> Problem details:
Could you write out the records below exactly as they appear, leaving out any pictures?

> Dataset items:
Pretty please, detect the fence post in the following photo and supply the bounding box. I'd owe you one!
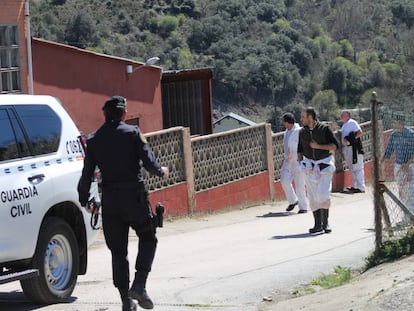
[371,92,384,253]
[182,127,195,215]
[265,123,275,201]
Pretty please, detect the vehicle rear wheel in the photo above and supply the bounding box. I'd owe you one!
[20,217,79,303]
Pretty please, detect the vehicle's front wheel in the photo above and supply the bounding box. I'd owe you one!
[20,217,79,303]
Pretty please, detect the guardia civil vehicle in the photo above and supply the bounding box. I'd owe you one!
[0,94,100,303]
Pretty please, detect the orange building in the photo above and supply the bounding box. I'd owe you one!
[32,38,163,133]
[0,0,163,133]
[0,0,31,94]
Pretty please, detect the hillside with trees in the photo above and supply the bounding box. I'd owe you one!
[30,0,414,128]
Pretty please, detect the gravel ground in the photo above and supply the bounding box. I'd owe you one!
[258,256,414,311]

> Solution to this task:
Pretty please, detect the fence post in the following photo and supply the bounding box. I'd owe you one!
[371,92,384,253]
[182,127,195,215]
[265,123,275,201]
Pretty please, detect the vehicle rear wheel in the photo above and supply the bounding box. I'd owe you one!
[20,217,79,303]
Pretty please, detect the vehicle's front wheel in the photo above and supply the bounding box. I'd owe you one!
[20,217,79,303]
Pretty please, detect the guardia civil vehicle in the photo above and supply the bounding box. I'd owe you one!
[0,94,100,303]
Pretty please, detect the orange building in the photo above and supply the bounding box. I'd owe you one!
[32,38,163,133]
[0,0,163,133]
[0,0,31,94]
Pretty please, detect the hillside with trees in the photo above and supply the bounding box. I'd owe you one!
[30,0,414,128]
Pretty please, detect the gravel ground in the photo above and supply the bounding box. I'd owe you one!
[258,256,414,311]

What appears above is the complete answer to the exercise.